## To do
Print the lines of all the entries below word for word, leaving out the pictures.

━━━

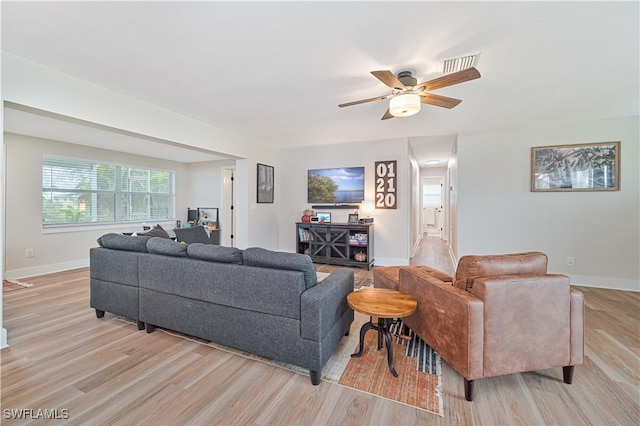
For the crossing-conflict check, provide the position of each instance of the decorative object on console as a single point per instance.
(192, 216)
(360, 256)
(208, 217)
(265, 183)
(579, 167)
(367, 209)
(306, 215)
(386, 184)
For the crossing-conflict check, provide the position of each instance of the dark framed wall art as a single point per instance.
(386, 184)
(265, 183)
(579, 167)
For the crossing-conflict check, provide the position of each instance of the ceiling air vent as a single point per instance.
(461, 63)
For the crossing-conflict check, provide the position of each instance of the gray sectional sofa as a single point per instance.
(260, 301)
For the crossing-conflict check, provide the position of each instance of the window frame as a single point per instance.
(119, 217)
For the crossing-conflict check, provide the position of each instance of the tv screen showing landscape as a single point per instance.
(336, 186)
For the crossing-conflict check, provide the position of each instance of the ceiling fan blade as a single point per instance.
(437, 100)
(387, 115)
(377, 98)
(451, 79)
(389, 79)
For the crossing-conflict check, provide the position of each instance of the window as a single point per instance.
(88, 192)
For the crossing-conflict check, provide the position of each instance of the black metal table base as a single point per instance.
(383, 330)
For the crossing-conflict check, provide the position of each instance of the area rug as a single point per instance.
(419, 367)
(9, 285)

━━━

## Result
For the crossing-conflict check, provide the position of each instance of the decorative object on console as a single point per instance.
(192, 216)
(360, 256)
(208, 217)
(265, 183)
(579, 167)
(367, 209)
(306, 215)
(386, 184)
For the crossing-conflict check, provide the position of each instance of the dark framed wall art as a single point per instance.
(386, 184)
(265, 183)
(579, 167)
For the crossing-conflict check, provide the position of each instance of the ceiling air vent as a single point per instance.
(461, 63)
For the crossing-conflict check, provide the position of each instance of the gray sectional sofa as a single point per instance.
(260, 301)
For the crossing-conflict check, provide the position of each instance of the window frame as a single point per instance.
(119, 217)
For the crossing-conflict check, provide the position of each instance of the tv screen showing landscape as a single point per instance.
(336, 186)
For the crossing-conflict check, provide the position of each instance of the ceiling fan blade as a single point per instance.
(437, 100)
(387, 115)
(377, 98)
(451, 79)
(389, 79)
For the crossing-conflict check, provide the position of each instance of the window as a single point per instance.
(88, 192)
For the crossing-conflict check, provide the position of each instance of the black metal table base as a single point per instance.
(383, 330)
For the crossing-conflict check, provide the position of each instance of the area rug as a single point per instance.
(419, 367)
(9, 285)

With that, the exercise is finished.